Aim:
Please copy exactly the lines that begin with the one containing "Can you see the neck" and end with the last line of the entries.

Data:

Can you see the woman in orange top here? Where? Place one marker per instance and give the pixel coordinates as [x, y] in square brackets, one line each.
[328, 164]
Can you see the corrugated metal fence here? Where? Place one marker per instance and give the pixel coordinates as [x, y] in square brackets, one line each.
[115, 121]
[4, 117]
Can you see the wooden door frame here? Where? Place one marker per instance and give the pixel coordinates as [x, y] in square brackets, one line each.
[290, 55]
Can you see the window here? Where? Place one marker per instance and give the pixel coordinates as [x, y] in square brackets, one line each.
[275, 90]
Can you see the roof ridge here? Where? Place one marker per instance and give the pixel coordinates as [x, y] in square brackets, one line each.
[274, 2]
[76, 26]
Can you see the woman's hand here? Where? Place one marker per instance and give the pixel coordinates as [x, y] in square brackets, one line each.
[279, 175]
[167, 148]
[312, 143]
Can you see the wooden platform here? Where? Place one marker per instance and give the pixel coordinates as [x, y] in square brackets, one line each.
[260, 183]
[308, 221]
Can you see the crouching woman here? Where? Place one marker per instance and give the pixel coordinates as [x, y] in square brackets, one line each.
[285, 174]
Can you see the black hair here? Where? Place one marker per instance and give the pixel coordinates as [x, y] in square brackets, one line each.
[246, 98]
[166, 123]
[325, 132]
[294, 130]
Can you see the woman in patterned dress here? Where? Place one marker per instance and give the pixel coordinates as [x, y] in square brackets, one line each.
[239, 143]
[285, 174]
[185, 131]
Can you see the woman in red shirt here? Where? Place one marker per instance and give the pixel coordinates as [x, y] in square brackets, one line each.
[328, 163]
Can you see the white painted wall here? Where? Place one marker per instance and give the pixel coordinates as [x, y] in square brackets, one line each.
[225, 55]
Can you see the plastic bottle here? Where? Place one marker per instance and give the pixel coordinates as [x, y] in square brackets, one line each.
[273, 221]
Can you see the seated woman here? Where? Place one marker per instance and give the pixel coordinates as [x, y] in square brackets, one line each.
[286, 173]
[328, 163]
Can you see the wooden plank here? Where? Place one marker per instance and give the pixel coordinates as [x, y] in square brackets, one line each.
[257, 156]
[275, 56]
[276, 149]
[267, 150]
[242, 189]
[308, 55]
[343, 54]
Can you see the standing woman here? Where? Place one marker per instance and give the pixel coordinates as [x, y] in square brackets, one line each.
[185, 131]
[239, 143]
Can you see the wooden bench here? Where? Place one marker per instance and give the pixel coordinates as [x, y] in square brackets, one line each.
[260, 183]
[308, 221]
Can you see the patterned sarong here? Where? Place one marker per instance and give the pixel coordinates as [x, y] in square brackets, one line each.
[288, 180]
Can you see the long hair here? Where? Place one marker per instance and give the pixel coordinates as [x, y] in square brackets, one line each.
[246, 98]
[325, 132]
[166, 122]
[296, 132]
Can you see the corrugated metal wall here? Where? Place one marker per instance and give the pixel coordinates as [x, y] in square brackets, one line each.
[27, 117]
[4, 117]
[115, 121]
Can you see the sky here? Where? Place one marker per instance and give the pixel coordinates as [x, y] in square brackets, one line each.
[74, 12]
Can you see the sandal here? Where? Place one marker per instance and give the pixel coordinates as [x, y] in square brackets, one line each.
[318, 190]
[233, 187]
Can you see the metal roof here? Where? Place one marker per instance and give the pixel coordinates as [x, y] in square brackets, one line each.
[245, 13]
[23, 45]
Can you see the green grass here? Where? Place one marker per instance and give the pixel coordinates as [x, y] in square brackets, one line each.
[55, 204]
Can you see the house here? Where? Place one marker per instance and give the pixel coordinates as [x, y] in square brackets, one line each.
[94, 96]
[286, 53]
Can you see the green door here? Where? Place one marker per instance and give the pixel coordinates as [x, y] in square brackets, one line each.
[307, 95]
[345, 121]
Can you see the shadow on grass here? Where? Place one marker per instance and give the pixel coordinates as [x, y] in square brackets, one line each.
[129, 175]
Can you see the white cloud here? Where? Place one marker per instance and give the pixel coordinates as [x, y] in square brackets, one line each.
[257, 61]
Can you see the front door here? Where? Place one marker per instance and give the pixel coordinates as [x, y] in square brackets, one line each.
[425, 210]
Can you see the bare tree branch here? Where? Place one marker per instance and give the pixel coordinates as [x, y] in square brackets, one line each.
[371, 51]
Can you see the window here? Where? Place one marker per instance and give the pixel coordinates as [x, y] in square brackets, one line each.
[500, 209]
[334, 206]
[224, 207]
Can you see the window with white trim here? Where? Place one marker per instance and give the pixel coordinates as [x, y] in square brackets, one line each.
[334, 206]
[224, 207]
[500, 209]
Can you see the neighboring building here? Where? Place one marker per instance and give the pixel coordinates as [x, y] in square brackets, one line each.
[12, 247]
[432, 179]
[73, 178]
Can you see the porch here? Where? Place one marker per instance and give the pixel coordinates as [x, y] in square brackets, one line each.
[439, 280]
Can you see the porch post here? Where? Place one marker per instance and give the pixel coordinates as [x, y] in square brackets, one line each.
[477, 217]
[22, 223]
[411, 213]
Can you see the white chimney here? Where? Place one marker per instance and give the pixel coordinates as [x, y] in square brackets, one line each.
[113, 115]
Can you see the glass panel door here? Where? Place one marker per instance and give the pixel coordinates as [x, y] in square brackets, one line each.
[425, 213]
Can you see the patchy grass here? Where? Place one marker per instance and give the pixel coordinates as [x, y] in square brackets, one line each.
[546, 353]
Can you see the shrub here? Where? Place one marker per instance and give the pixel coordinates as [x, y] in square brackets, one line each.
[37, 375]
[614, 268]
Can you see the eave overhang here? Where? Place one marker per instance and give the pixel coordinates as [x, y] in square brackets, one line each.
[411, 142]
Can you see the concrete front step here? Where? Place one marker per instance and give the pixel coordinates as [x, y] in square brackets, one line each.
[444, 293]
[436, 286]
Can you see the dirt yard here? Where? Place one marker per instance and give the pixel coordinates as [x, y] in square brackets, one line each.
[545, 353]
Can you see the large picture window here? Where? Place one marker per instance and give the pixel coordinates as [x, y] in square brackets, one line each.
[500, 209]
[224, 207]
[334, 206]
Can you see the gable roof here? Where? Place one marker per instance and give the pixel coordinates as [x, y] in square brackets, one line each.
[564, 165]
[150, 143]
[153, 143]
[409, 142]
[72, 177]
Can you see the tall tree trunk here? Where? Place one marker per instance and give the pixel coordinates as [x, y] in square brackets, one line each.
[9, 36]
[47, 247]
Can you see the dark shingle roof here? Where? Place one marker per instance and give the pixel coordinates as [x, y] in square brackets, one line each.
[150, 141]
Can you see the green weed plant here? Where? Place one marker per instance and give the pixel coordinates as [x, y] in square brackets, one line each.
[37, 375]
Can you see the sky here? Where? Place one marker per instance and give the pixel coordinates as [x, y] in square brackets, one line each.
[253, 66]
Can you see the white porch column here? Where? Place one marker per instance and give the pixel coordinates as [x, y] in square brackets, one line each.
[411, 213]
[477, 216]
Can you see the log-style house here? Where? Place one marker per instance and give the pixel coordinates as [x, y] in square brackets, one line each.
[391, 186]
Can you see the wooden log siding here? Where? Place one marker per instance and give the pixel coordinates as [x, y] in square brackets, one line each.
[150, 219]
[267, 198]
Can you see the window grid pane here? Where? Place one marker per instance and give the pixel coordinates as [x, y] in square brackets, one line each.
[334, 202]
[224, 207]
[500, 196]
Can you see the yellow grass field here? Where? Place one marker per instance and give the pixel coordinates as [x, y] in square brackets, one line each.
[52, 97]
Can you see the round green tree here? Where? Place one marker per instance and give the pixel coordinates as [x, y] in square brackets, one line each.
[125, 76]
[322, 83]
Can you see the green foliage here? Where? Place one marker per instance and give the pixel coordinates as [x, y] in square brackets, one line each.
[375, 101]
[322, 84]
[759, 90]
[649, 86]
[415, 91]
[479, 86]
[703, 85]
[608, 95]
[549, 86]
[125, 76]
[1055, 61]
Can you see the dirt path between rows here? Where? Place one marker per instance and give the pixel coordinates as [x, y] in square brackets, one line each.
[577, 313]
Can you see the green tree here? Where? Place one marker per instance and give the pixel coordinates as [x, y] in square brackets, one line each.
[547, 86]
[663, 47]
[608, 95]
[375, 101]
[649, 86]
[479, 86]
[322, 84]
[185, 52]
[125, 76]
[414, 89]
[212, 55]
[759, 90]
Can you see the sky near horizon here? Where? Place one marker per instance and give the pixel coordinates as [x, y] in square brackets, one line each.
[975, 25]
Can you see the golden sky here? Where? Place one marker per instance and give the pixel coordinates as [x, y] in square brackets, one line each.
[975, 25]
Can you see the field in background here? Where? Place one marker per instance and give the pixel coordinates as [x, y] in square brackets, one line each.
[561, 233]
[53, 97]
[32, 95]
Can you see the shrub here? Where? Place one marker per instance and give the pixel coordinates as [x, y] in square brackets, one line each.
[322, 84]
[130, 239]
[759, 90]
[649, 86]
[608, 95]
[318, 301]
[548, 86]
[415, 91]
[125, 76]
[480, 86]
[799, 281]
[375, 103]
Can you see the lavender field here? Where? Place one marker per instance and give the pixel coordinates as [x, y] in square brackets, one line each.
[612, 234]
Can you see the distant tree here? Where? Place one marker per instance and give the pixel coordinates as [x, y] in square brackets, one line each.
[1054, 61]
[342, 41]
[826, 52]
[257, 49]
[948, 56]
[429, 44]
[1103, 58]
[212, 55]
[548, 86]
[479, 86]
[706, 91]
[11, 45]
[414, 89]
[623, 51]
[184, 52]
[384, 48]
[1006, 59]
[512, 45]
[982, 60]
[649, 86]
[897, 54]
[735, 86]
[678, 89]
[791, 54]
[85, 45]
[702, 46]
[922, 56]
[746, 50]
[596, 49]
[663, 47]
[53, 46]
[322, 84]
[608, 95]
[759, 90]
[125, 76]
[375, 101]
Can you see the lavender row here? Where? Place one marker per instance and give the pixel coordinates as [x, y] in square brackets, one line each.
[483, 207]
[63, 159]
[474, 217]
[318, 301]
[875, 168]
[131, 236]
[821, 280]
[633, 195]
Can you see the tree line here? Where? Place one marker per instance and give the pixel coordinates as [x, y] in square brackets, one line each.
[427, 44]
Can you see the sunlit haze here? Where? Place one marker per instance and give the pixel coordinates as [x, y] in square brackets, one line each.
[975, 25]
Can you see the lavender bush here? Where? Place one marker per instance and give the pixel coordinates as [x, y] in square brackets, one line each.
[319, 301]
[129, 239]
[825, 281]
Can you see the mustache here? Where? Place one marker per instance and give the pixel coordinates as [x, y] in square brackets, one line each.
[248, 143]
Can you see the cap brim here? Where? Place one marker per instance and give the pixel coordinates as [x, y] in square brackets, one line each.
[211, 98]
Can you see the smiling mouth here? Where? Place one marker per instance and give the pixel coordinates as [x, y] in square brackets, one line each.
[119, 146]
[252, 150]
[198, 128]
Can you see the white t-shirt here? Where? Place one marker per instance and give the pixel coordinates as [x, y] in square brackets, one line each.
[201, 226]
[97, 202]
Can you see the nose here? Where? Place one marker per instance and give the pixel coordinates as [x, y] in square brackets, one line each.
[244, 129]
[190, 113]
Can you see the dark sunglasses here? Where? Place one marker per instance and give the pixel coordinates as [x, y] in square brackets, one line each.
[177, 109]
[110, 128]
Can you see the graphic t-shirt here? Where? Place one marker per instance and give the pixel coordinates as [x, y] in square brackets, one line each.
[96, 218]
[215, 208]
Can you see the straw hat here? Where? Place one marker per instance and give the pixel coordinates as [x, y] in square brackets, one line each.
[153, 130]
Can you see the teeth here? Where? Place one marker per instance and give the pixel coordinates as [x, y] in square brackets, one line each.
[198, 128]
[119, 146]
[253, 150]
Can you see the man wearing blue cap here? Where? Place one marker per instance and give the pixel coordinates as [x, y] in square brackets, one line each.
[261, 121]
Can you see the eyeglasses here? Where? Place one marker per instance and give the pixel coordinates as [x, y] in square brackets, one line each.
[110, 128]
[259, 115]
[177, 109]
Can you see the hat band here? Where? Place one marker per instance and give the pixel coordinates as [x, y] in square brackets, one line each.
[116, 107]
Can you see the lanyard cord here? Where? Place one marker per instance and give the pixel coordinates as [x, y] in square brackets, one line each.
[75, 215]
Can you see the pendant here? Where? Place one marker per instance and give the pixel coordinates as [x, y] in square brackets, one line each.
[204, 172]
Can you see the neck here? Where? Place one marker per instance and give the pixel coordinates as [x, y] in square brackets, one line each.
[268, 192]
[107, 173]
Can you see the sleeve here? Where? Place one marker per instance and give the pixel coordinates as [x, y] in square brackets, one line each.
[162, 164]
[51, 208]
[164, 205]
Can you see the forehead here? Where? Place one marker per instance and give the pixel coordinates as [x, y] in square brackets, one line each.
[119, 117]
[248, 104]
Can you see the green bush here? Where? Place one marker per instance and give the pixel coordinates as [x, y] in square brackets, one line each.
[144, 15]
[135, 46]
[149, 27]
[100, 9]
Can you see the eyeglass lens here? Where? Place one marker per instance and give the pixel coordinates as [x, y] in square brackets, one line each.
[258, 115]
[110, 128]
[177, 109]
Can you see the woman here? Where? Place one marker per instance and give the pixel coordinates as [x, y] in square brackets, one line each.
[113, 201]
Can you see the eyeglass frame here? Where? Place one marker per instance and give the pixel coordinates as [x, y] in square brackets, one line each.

Written answer:
Can you see the neck here? Where? Place one marker per instance and give the pixel coordinates as [x, y] in square brackets, one line each.
[268, 192]
[107, 173]
Can you see the sleeve here? Where? Place one marker per instance and give the pixel coordinates as [x, y] in square brackets, one line each.
[162, 164]
[51, 208]
[164, 205]
Can you see the forehead here? Where? Place one marker per instance and give the pixel coordinates as [x, y] in square brackets, one line each.
[119, 117]
[248, 104]
Can you see the green bush here? Where? Place one marker per instance and give the pixel coordinates as [x, y] in square brackets, one line each.
[144, 15]
[135, 46]
[149, 27]
[100, 9]
Can you see the eyeglass lens here? Where? Place one marker per instance and give the pixel coordinates as [x, y] in square brackets, one line each.
[258, 115]
[110, 128]
[177, 109]
Can you see the woman here? Where? Place one marker per instance and give the pixel coordinates as [x, y] in square brackets, one line each.
[113, 201]
Can you see the eyeglass frame here? Where? Place one marker per instance and give the pixel coordinates as [x, y] in square brackets, one line each.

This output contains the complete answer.